> [Exercise directions]
State the number of lines below in which the word "electrical" appears. Nothing else belongs in the answer.

> [Study material]
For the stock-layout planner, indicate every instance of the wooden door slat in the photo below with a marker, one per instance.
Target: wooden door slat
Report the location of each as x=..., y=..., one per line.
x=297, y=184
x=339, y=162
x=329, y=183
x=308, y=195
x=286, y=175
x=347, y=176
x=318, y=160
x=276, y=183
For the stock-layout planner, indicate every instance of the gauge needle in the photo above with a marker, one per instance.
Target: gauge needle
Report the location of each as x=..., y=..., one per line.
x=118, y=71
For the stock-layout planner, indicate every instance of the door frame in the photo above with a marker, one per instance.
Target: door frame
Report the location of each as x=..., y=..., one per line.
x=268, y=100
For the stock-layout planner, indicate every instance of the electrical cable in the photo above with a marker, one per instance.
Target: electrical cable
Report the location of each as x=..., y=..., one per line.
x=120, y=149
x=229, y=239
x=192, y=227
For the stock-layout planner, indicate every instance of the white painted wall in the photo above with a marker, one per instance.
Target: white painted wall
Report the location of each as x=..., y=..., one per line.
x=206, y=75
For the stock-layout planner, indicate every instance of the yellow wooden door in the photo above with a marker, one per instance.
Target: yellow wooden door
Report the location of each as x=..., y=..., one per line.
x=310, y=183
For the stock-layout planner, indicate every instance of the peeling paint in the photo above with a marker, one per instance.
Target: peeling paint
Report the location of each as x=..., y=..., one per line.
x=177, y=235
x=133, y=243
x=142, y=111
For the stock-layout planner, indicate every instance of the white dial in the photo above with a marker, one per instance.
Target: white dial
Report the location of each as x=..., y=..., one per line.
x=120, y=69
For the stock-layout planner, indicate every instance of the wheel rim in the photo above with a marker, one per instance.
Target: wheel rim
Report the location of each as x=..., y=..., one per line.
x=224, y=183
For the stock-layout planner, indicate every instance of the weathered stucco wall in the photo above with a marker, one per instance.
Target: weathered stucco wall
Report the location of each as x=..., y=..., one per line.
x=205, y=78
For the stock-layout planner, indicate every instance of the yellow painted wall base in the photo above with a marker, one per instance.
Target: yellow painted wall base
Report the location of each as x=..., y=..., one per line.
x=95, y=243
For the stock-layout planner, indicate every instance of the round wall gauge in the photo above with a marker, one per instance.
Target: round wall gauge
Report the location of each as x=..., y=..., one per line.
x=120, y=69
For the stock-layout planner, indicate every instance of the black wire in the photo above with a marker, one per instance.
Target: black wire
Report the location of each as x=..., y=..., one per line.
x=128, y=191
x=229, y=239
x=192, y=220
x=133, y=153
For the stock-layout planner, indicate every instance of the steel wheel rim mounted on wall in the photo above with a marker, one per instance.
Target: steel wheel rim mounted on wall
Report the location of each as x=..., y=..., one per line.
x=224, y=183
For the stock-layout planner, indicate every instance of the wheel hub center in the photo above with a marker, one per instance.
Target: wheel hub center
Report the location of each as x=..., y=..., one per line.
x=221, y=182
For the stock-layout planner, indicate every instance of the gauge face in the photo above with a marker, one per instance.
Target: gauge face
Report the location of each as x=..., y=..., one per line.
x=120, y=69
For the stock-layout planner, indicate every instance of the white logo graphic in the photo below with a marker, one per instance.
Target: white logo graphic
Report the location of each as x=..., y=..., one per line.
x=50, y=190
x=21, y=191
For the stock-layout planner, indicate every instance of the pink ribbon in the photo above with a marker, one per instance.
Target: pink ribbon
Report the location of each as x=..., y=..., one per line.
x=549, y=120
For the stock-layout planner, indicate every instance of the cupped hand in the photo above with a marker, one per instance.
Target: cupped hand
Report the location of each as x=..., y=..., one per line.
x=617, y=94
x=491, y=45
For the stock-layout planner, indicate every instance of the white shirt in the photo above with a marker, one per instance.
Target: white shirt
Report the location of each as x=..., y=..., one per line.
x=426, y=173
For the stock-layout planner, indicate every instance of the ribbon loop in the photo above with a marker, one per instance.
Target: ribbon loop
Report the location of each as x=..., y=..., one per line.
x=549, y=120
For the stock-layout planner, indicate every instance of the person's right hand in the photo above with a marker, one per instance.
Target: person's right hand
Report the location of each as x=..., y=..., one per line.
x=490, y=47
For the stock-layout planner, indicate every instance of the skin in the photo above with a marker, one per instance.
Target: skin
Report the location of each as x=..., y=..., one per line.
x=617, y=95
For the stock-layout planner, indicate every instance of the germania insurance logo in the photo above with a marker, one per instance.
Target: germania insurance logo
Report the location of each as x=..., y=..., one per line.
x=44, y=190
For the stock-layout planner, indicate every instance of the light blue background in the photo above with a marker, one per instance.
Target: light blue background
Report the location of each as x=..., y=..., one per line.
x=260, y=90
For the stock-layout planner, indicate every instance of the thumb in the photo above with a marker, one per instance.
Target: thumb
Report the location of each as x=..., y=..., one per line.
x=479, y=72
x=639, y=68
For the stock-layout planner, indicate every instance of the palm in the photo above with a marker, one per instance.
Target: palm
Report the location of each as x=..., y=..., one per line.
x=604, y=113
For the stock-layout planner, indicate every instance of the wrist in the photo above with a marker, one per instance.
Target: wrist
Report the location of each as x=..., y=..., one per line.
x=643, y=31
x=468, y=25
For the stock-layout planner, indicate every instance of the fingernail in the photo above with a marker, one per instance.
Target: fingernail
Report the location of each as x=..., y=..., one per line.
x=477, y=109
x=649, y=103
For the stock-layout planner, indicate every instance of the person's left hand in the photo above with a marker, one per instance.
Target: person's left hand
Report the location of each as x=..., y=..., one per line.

> [Task answer]
2